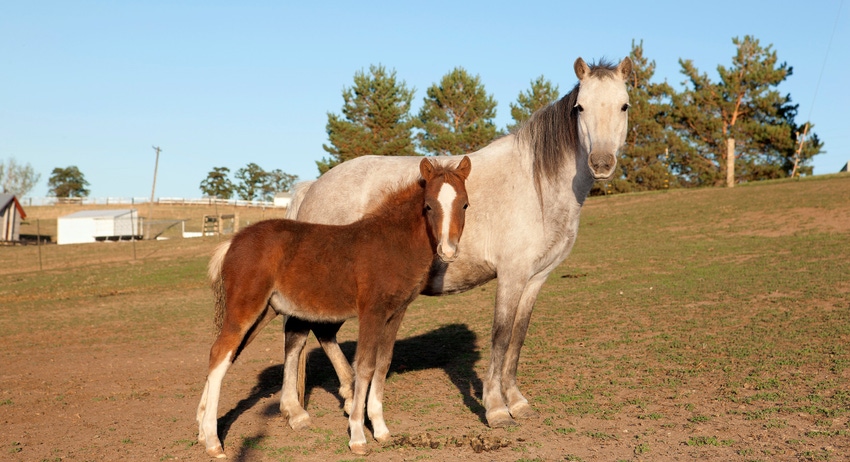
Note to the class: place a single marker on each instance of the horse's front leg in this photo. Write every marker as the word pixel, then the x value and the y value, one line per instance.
pixel 508 294
pixel 375 405
pixel 517 403
pixel 295 337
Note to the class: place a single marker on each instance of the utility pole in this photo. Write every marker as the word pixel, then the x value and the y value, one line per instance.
pixel 799 150
pixel 153 189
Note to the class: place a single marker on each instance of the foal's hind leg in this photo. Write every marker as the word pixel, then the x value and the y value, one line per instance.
pixel 371 326
pixel 224 350
pixel 295 337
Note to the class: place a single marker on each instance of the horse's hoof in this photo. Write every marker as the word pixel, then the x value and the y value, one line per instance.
pixel 216 452
pixel 360 449
pixel 523 411
pixel 302 422
pixel 500 419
====
-- EXERCISE PROMPT --
Can you rewrite the records from the line containing "the horse's hoof" through the end, swapping "marker" for "dot" and leaving everything else untouched?

-- RESULT OF THIS TASK --
Note to the class: place a single dot on each instance of the horse's hoof in this photo. Write every dot as the word pixel, then the x value and the y value, one line per instance.
pixel 216 452
pixel 360 449
pixel 523 411
pixel 302 422
pixel 500 419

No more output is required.